Governor Andrew Cuomo isn’t going anywhere. State elected officials don’t have term limits. Those who assume he will run for president one day don’t quite understand what makes Cuomo tick. If he can’t be guaranteed the presidency, he’s not going to waste his time in Iowa and New Hampshire. A failed presidential run would only weaken his hand back home. Right now, Cuomo commands the third largest budget in America, only behind what the State of California and the United States itself spends annually. With this budget comes the sort of power we can’t quite fathom—the ability to replenish or decimate school budgets, determine the fate of one of the world’s largest transit systems, or watch a bridge with your family’s name rise across a famous river.
When there is failure, Cuomo disappears. He hides behind the opaque structure of state government, which allows agencies and authorities he controls to take the fall. Cuomo appoints the chair of the Metropolitan Transportation Authority—the state agency that controls New York City’s subways—and a plurality of their board members. He often tells the MTA chair, quite directly, what to do. He once, unilaterally, closed down the entire subway system over the threat of a snowstorm. But when the subway system began to fail in 2017, leading to daily delays and breakdowns, Cuomo pretended he no longer had any serious authority over the subways. “I have representation on the board,” Cuomo said. “The City of New York has representation on the board, so does Nassau, Suffolk, Dutchess, Putnam, Rockland, other counties, okay?” His appointed MTA chairman, Joe Lhota, once claimed against all available evidence that funding the subway system was New York City’s problem.

:: Dataset excerpts ::
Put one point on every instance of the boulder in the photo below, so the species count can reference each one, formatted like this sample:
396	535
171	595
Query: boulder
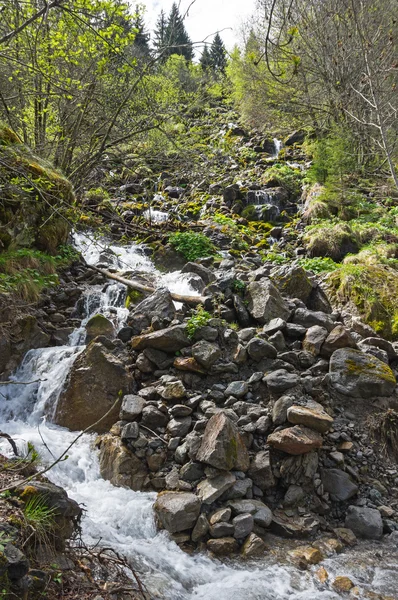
339	484
169	340
99	325
177	511
295	440
206	353
211	489
119	466
265	302
312	416
97	378
359	375
365	522
222	446
159	304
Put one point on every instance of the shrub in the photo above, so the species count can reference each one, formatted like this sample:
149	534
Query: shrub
192	245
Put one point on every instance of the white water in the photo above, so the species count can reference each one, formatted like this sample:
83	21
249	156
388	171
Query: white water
119	517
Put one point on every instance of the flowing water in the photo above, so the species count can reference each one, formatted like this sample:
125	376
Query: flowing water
124	519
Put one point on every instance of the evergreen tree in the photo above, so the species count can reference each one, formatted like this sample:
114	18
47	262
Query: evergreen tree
177	40
205	60
218	54
141	41
160	33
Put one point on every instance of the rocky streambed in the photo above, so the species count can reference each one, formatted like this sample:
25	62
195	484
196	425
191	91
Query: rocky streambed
247	429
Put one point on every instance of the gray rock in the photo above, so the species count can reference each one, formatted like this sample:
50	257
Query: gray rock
243	525
132	407
259	349
359	375
339	484
206	353
364	522
177	511
265	302
210	490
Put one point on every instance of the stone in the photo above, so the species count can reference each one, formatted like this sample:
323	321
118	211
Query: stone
281	380
201	528
209	490
308	318
159	304
259	349
265	302
339	337
169	340
119	466
314	339
342	584
206	353
132	407
364	522
177	511
358	375
292	281
243	525
253	547
280	408
312	416
99	325
260	470
96	380
339	484
237	389
222	446
295	440
303	556
222	546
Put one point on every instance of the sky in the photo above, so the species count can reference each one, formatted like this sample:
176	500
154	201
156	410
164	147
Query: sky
206	17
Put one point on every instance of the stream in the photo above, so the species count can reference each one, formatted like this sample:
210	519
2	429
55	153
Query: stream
122	518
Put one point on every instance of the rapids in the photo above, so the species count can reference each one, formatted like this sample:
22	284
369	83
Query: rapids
124	519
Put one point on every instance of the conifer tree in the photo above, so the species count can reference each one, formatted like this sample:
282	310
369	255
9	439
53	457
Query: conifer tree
218	54
205	60
177	40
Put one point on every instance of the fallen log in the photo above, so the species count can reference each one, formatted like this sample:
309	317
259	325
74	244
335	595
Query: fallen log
135	285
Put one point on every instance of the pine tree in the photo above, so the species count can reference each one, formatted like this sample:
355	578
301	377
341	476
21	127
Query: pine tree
218	54
205	60
141	40
160	33
177	40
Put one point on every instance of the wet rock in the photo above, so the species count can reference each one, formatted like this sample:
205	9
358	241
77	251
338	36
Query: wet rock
359	375
177	511
312	416
259	349
260	470
222	546
211	489
253	547
339	484
169	340
97	378
119	466
295	440
222	446
132	407
265	302
364	522
99	325
206	353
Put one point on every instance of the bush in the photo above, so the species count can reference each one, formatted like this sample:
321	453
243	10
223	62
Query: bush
192	245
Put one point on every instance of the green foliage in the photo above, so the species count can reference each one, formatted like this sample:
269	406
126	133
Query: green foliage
192	245
319	264
200	318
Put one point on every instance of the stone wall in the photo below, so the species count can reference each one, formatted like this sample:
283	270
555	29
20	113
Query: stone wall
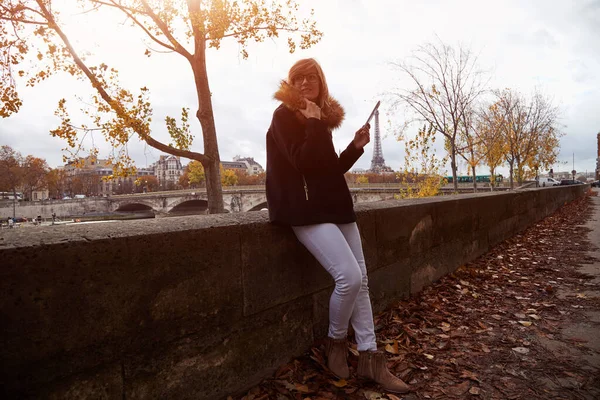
197	308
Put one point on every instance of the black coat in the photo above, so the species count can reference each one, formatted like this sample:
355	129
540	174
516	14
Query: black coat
305	177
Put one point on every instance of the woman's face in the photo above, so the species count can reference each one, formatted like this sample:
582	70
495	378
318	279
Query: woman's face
308	84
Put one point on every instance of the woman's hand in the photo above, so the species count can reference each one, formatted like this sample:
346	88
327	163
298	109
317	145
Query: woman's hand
362	137
312	110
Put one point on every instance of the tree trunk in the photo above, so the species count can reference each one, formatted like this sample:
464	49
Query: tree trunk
14	203
205	115
453	166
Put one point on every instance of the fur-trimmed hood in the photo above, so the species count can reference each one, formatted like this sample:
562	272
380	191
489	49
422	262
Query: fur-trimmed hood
332	113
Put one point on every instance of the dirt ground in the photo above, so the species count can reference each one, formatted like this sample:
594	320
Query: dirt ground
520	322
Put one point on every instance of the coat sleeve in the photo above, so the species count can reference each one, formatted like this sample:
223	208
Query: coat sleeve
349	157
309	148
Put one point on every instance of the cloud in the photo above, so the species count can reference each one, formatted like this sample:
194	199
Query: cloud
552	44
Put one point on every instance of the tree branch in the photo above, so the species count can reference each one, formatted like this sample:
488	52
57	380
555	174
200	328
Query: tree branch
119	110
165	30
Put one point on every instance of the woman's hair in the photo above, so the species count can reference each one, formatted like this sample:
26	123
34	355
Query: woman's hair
305	66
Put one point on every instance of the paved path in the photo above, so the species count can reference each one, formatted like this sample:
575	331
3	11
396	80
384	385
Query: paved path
520	322
580	341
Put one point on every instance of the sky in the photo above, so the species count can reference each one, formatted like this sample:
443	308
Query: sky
553	46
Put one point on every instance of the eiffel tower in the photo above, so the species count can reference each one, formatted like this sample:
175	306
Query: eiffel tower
377	162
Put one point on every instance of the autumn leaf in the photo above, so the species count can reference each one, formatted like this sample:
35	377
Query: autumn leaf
340	383
520	350
392	348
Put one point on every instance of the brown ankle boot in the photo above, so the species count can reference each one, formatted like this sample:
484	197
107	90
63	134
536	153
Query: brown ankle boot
336	351
373	365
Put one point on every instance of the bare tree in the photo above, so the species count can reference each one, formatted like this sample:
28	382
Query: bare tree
186	28
11	172
529	130
490	144
445	83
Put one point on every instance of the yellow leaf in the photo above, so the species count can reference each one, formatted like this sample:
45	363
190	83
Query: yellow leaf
392	348
340	383
302	388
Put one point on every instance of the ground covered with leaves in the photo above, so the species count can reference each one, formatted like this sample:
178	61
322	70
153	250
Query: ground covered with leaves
483	331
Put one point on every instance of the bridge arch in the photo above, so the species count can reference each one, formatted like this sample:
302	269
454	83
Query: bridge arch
193	206
259	207
133	207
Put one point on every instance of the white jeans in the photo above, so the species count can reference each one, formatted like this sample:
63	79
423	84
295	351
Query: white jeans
339	250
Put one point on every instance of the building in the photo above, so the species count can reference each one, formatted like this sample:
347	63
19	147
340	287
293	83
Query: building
168	170
598	158
89	176
252	166
243	164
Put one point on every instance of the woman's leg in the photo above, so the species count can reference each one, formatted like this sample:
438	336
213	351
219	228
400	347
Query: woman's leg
327	243
362	316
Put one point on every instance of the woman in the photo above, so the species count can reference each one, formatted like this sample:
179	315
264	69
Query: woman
306	190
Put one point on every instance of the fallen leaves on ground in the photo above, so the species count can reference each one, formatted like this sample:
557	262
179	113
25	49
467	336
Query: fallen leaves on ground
476	332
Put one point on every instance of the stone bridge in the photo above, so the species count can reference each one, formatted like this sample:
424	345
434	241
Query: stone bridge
236	200
240	199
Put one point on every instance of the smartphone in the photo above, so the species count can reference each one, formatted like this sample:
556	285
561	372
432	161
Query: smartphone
373	112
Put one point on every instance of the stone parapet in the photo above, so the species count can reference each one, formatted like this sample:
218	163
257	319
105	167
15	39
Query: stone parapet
200	307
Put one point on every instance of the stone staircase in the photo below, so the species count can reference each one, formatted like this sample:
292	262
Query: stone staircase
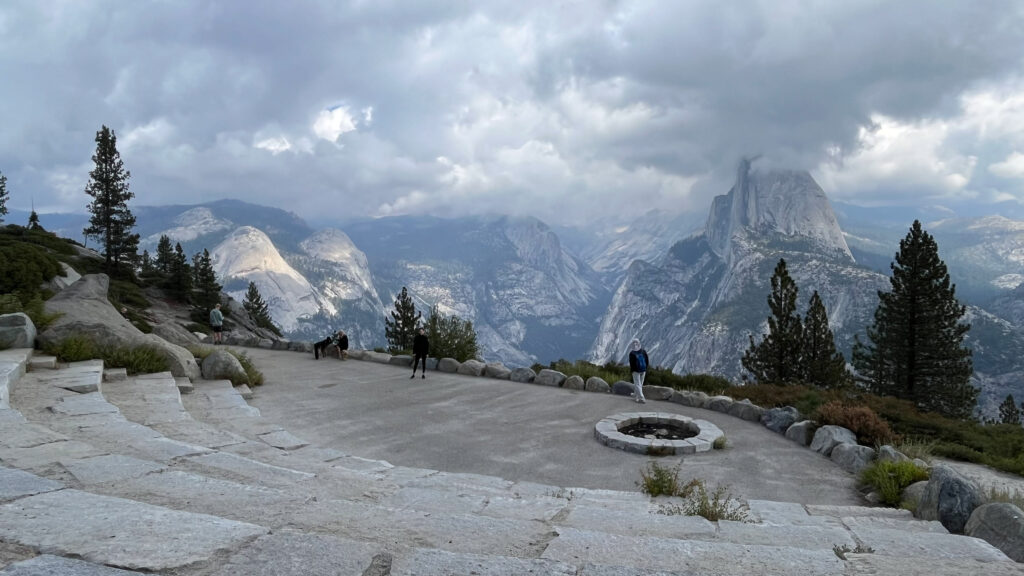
103	474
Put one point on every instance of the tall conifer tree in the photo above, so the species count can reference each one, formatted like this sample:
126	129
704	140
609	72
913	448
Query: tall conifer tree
112	221
400	328
823	365
3	197
776	359
915	344
1009	413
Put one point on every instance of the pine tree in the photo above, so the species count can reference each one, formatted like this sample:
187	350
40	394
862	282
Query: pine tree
914	348
1009	413
206	282
112	221
823	365
3	197
258	309
451	336
400	328
777	359
165	255
179	278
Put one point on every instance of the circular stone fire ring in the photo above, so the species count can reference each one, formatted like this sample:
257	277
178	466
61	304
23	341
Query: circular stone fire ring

:: Parts of the exercise ::
1. Render this sentence from the passage on Andrew Cuomo into Spanish: "He once, unilaterally, closed down the entire subway system over the threat of a snowstorm."
2. Carry on the passage on Andrew Cuomo from its final sentence, in the same style.
The records are material apart from the passage on Andrew Cuomo.

:: Expected responses ::
1. Una vez, de manera unilateral, cerró todo el sistema de metro ante la amenaza de una tormenta de nieve.

2.
Though transit experts and people who follow politics more closely were able to thoroughly debunk Cuomo, he won in the end because the media mostly embraced his narrative. Years later, with the subway wars of 2017 in the rearview mirror, the New York Times could proclaim in a subhead that Cuomo “waded into a struggle between New York City and the state agency that runs the city’s transit system over the issue of homeless people sleeping on subway trains.” The framing in the 2020 Times story is absurd. If Cuomo is governor and he controls the MTA, how could he wade into a struggle “between” New York City and his own state agency? It’s the equivalent of writing, in a hypothetical scenario in which a public school was clashing with locals in Brooklyn, that Mayor Bill de Blasio waded into a struggle between the NYC Department of Education and Park Slope. De Blasio appoints the DOE chancellor, sets policy, and his city government funds the schools. Cuomo can’t come between the MTA and New York City because the MTA is his agency. If New York City government has a policy disagreement with the MTA, it has a policy disagreement with Cuomo. He tells the MTA chair what to do.
The COVID-19 pandemic has provided new opportunities for Cuomo to take credit and skirt blame. At the top of this post, I purposely included the front page of Newsday after Cuomo announced he was changing a disastrous policy he himself had created to force nursing homes to readmit patients who tested positive for COVID-19. More than 5,000 people have died in New York nursing homes across the state. Cuomo’s Department of Health oversees nursing homes. For weeks, nursing home operators begged the state for more PPE and warned about the danger of readmitting sick residents into such a precarious environment. Rather than transfer nursing home residents to unused, makeshift hospital facilities that had sprung up across New York, Cuomo’s DOH forced patients back to their nursing homes to infect others. On May 10, in a concession that his own policy was wrong, Cuomo announced a reversal: residents could only go back to their facilities if they tested negative for coronavirus.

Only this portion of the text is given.